About this exercise -> Whatever appears in the entries must be given again exactly.

===== Dataset entries

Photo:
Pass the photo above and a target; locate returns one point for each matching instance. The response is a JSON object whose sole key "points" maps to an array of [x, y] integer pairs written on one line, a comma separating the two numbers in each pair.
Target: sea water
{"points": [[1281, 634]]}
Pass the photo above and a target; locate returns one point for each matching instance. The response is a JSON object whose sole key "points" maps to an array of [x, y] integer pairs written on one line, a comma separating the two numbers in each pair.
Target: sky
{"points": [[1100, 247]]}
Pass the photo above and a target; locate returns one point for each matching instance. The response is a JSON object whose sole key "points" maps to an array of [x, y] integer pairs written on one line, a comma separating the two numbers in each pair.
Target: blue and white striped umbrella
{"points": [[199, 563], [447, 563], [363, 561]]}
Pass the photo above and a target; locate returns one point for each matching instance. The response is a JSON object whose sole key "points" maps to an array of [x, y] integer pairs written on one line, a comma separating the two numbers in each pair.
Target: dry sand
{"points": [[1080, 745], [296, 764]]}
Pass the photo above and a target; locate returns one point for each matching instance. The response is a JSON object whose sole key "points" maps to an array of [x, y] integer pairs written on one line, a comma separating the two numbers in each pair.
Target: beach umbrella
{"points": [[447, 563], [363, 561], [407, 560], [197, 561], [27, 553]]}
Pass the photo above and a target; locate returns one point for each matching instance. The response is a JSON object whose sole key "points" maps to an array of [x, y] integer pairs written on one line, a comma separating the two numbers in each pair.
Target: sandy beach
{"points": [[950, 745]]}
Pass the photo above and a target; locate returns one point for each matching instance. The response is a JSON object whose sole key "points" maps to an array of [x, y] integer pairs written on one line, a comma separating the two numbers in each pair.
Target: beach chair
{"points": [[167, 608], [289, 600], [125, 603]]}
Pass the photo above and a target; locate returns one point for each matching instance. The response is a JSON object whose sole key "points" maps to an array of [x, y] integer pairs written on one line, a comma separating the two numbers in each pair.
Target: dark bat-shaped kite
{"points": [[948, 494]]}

==========

Response area ->
Photo:
Pass the photo above and a target; locate returns one point for each matching instance. The response is a JSON object whose sole key "points" maps to an array of [x, y] integer pairs written on one line, a comma separating the two numbers in each pair.
Target: sea water
{"points": [[1281, 634]]}
Pass the photo above and a target; locate returns one point for each matching instance. The response is a JSON object whose sole key "points" maps to an array of [x, y] integer pairs written on one line, a comma separating the two numbers in each pair.
Target: sky
{"points": [[1100, 247]]}
Pass the photo above and a target; locate returns one point for each matching instance. The response is a JSON object whose sole key "points" maps to an array of [x, y] integer pairs written on one line, a comma separating the two numbers in each pair.
Target: blue and white striped umbrella
{"points": [[199, 563], [447, 563], [363, 561]]}
Pass the photo above and a target; locate returns one point for each matching instance. The response is a JSON object whose sole key "points" maps to an array of [x, y] integer pairs written on one line, a comma separating the two numbers in each pair.
Target: dry sand
{"points": [[1080, 745], [296, 764]]}
Pass the photo above and a target; locate returns one point for each matching instance. The response is a JSON object whose sole key "points" maps to an array of [x, y] integer pairs written on one line, a comma separating the two numbers in each pair.
Target: beach umbrella
{"points": [[447, 563], [363, 561], [407, 560], [197, 561], [27, 553]]}
Pass the photo above and a target; locate returns one point for each matching instance. The response is a JSON object whose sole key "points" maps to an array of [x, y] integer pairs written on one line, a comma separating the two numbers in each pair.
Target: sandy beach
{"points": [[950, 745]]}
Pass the photo above and a target; locate returns one point for each matching instance. The response is a JSON object whose sole key "points" maps to an array of [x, y] integer pairs written on one line, a comma separating the two numbers in each pair.
Target: beach chair
{"points": [[167, 608], [289, 600], [125, 603]]}
Pass the photo above and a target; locate returns one point for each matching instance. The response is a JSON object whose sole key "points" maps to an array of [x, y] integer pairs written on one line, a comma separating the two numbers in each pair.
Target: dark bat-shaped kite
{"points": [[948, 494]]}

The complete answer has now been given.